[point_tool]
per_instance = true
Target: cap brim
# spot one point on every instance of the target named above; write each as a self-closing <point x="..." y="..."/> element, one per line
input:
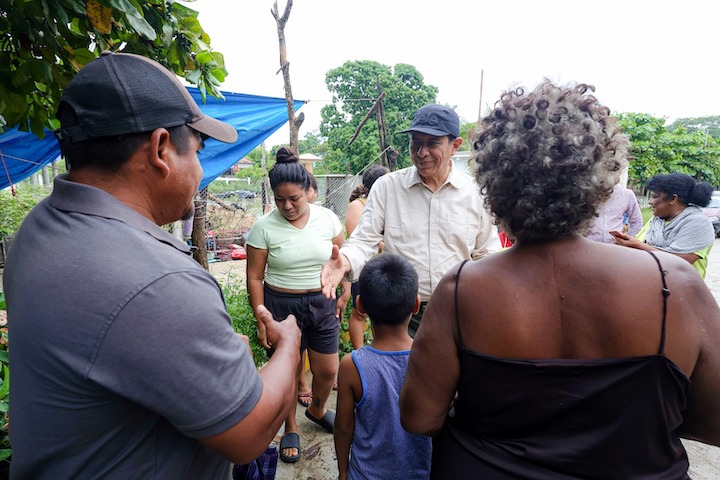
<point x="216" y="129"/>
<point x="427" y="130"/>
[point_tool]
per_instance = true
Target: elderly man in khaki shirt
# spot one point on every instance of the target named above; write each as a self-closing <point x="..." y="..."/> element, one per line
<point x="430" y="213"/>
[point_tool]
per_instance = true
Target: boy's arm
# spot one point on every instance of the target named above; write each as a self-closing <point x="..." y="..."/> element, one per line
<point x="348" y="385"/>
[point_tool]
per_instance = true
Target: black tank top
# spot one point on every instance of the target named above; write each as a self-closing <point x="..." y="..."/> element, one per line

========

### REQUIRED WORK
Print each of the records above exactly as written, leaving no picture in the copy.

### SOLUTION TO THIS PROBLEM
[point_tool]
per_instance = true
Target: cap brim
# spot one point on every instance of the target named above; write each as a self-closing <point x="..." y="..."/> element, one per line
input:
<point x="216" y="129"/>
<point x="427" y="130"/>
[point_tool]
per_instance = true
Target: elderly man in khaki shirt
# spot one point on every instance of the target named above; write each as a self-closing <point x="..." y="..."/> element, one per line
<point x="430" y="213"/>
[point_tool]
per_instance = true
Target: boy's arm
# spot one point on every instance of the target named above; write each as a self-closing <point x="..." y="..."/> element, one per line
<point x="348" y="385"/>
[point_tool]
per_instance = true
Target: black tank top
# spot one point on every instance of the target named above; write each as a self-closing <point x="..." y="..."/> element, one per line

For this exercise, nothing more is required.